▶ _TASK INPUT_

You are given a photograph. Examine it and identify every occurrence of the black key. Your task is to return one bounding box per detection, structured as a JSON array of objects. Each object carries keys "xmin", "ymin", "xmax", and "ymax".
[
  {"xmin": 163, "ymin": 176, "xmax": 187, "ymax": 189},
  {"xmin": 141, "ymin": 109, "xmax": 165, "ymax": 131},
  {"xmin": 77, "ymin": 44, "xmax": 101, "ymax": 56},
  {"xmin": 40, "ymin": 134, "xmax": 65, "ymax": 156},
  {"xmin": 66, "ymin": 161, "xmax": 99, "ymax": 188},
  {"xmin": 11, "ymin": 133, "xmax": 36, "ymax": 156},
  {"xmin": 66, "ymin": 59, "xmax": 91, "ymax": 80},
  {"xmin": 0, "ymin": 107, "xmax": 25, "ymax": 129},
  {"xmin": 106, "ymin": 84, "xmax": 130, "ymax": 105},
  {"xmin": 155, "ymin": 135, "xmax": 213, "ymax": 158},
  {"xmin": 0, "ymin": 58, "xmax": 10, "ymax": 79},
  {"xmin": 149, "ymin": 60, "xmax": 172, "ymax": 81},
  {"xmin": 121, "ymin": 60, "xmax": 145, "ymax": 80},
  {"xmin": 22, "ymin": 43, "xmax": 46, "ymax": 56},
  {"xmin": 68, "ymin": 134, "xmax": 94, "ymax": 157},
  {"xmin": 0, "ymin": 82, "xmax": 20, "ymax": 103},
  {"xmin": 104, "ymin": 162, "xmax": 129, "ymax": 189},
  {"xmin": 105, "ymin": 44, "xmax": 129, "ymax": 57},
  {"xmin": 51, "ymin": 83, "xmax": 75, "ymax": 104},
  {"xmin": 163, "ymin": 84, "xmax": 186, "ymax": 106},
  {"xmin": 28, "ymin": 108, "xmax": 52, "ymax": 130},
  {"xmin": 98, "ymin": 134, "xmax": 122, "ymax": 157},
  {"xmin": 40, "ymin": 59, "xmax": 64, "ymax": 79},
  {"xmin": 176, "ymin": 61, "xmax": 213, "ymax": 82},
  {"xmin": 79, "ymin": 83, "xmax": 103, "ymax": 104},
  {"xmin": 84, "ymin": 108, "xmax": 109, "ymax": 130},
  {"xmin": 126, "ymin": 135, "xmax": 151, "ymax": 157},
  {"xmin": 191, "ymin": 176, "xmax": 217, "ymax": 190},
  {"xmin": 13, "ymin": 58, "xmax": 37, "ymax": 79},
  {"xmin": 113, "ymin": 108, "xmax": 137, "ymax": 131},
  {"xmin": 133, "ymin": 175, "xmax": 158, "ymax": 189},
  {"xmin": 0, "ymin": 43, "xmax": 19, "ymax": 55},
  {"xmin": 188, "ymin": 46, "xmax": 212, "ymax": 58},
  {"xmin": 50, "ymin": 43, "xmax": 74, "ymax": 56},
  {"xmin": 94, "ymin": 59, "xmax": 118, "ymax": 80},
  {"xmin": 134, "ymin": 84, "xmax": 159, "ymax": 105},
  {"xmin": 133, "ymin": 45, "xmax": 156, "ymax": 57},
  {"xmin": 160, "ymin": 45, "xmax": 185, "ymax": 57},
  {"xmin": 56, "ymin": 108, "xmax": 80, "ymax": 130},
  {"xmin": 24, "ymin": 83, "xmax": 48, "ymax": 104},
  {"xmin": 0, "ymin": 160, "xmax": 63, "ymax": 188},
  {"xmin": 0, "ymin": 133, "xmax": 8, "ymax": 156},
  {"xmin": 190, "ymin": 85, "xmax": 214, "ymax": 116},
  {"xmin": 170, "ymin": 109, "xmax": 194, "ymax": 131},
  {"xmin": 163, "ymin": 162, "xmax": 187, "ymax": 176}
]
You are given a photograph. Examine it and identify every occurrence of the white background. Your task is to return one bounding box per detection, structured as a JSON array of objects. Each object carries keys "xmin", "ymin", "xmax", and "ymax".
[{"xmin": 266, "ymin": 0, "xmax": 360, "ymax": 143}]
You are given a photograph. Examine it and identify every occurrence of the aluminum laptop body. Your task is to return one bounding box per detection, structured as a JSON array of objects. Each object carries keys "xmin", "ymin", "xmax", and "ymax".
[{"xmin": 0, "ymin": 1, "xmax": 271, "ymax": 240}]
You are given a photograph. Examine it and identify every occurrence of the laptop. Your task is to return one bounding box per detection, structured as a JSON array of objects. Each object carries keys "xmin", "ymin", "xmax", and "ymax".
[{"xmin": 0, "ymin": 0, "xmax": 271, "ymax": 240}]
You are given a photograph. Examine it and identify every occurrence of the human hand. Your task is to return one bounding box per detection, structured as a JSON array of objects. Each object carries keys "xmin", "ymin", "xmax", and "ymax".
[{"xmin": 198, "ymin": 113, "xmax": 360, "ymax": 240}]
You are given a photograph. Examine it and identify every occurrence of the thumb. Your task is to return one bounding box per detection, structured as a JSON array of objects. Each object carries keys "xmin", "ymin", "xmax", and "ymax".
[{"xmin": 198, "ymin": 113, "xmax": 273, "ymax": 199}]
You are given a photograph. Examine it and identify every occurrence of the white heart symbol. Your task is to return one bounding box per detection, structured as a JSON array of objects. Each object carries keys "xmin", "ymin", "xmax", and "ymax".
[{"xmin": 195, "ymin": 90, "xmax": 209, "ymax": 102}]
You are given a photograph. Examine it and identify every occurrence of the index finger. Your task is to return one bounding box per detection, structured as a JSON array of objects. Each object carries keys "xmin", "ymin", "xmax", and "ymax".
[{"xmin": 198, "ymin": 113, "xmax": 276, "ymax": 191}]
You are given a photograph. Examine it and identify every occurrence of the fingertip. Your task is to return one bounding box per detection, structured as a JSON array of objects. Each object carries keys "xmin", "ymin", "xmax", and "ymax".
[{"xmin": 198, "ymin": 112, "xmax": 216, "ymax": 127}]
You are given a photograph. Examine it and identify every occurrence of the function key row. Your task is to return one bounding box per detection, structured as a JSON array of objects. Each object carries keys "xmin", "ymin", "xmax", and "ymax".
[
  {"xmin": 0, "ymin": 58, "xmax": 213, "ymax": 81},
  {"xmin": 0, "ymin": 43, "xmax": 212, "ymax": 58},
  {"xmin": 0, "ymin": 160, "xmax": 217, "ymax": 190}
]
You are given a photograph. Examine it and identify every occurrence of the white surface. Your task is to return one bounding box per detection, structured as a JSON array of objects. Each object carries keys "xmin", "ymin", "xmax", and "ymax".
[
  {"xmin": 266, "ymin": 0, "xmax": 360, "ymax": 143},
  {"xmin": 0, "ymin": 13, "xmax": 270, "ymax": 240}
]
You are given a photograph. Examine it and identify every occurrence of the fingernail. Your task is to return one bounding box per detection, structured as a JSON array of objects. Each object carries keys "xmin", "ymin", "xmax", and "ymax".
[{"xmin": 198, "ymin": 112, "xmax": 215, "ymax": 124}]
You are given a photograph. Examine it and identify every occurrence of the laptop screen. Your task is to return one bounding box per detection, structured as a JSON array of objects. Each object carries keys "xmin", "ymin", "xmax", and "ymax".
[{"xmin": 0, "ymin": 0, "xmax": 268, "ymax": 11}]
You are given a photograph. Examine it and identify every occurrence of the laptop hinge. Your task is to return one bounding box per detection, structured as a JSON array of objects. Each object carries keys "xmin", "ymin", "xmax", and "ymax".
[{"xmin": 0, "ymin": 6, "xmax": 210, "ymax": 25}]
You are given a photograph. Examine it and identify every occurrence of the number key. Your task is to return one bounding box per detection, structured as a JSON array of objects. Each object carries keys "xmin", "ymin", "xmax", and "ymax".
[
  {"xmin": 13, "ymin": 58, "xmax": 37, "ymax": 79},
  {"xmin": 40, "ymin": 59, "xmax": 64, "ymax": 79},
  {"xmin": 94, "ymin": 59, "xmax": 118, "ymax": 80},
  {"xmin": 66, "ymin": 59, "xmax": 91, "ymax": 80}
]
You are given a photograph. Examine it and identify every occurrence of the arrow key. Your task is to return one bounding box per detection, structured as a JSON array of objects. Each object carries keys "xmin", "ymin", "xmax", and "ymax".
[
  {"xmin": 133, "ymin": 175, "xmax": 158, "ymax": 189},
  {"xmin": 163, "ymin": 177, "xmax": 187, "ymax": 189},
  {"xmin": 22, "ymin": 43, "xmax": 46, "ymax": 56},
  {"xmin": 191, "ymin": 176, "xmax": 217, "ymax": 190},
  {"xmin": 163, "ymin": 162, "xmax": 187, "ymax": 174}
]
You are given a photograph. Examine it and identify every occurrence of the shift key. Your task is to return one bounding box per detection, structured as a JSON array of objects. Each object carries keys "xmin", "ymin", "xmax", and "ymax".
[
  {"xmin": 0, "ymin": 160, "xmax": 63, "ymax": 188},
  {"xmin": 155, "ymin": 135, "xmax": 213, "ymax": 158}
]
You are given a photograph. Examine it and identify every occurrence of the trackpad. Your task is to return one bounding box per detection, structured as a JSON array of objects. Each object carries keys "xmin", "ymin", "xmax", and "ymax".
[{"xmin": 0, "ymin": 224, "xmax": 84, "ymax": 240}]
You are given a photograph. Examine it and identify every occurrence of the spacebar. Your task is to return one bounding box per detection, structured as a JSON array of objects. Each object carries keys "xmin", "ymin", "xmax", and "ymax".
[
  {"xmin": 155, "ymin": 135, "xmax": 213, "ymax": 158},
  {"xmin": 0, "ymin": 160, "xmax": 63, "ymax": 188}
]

==

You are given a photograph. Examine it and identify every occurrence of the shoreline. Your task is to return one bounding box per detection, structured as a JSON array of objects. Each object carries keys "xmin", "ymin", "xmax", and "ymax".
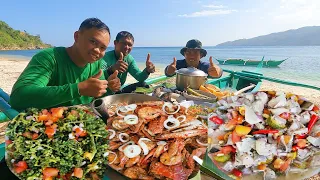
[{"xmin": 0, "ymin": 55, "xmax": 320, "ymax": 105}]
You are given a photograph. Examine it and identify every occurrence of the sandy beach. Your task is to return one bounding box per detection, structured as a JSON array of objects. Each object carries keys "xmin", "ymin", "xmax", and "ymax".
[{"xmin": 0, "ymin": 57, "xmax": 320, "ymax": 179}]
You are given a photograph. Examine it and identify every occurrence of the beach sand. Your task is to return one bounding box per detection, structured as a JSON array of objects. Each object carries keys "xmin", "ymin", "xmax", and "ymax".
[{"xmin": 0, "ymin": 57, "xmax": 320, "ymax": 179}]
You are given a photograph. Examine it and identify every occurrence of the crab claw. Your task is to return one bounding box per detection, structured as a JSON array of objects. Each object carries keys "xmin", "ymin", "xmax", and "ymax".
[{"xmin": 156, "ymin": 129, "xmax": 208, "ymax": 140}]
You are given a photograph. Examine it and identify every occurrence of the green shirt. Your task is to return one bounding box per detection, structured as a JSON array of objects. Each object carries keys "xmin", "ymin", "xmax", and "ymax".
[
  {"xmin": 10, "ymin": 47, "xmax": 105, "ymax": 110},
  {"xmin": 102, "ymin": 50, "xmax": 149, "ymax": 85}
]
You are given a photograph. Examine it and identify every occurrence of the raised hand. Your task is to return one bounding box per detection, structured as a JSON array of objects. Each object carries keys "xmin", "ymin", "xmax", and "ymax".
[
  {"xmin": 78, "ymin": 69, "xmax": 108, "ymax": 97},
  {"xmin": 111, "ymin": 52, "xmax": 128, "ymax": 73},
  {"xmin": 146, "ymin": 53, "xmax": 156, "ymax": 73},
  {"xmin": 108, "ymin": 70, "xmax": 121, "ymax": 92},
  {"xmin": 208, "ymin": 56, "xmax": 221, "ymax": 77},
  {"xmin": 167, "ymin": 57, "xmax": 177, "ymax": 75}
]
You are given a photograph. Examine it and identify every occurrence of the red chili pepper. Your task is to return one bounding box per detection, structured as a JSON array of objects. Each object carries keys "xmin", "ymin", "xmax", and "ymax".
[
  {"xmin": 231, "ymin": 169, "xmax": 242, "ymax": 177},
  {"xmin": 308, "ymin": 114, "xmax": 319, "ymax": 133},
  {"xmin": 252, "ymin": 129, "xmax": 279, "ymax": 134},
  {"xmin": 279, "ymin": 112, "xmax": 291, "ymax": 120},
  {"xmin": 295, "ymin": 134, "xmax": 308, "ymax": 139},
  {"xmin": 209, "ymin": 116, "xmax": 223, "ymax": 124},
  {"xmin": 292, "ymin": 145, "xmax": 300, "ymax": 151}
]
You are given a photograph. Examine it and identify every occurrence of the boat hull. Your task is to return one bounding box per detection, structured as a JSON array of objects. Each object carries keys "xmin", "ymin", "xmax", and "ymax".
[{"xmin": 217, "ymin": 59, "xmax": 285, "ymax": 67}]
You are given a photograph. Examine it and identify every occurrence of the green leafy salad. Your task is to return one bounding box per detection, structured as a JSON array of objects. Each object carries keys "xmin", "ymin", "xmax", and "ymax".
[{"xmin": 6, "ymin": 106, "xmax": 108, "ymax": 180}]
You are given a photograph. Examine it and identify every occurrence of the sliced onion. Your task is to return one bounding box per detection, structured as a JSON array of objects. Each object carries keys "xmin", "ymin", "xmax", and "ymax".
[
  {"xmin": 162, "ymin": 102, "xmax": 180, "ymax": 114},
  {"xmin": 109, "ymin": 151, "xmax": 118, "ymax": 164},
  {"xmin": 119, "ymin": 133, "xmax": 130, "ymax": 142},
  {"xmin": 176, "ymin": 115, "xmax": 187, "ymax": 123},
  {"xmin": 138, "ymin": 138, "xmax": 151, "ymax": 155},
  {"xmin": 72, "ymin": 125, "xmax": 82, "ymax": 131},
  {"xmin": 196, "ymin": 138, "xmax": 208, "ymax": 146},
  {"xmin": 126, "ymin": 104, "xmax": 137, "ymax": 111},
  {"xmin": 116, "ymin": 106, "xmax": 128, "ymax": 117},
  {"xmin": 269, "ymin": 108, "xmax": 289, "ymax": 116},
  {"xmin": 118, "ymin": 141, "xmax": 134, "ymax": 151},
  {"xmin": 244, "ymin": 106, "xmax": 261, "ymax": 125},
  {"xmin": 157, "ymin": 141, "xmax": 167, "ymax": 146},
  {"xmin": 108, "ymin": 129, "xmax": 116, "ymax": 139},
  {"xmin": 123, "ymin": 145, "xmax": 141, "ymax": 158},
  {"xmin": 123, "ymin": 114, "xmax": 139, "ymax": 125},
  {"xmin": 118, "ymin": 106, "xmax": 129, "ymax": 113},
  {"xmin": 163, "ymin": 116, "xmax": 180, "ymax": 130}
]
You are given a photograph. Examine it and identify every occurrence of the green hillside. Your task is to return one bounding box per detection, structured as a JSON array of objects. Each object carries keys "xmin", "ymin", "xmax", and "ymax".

▶ _TASK DIRECTIONS_
Find every line in the records above that contains the word "beach", and copy each of those lines in full.

▶ _WRITTEN SOLUTION_
You are given a photograph. Examine it and identify every occurrence of the sandy beach. Your task is to return one bounding box per detection, structured as a JSON array of objects. Each object carries keys "xmin", "ymin", "xmax", and "ymax".
You are given a photograph. Examine it and identify every occurrence of the beach sand. Your task is to return one bounding box per detection, structured as a JSON array of objects. Each object carries keys "xmin", "ymin", "xmax", and "ymax".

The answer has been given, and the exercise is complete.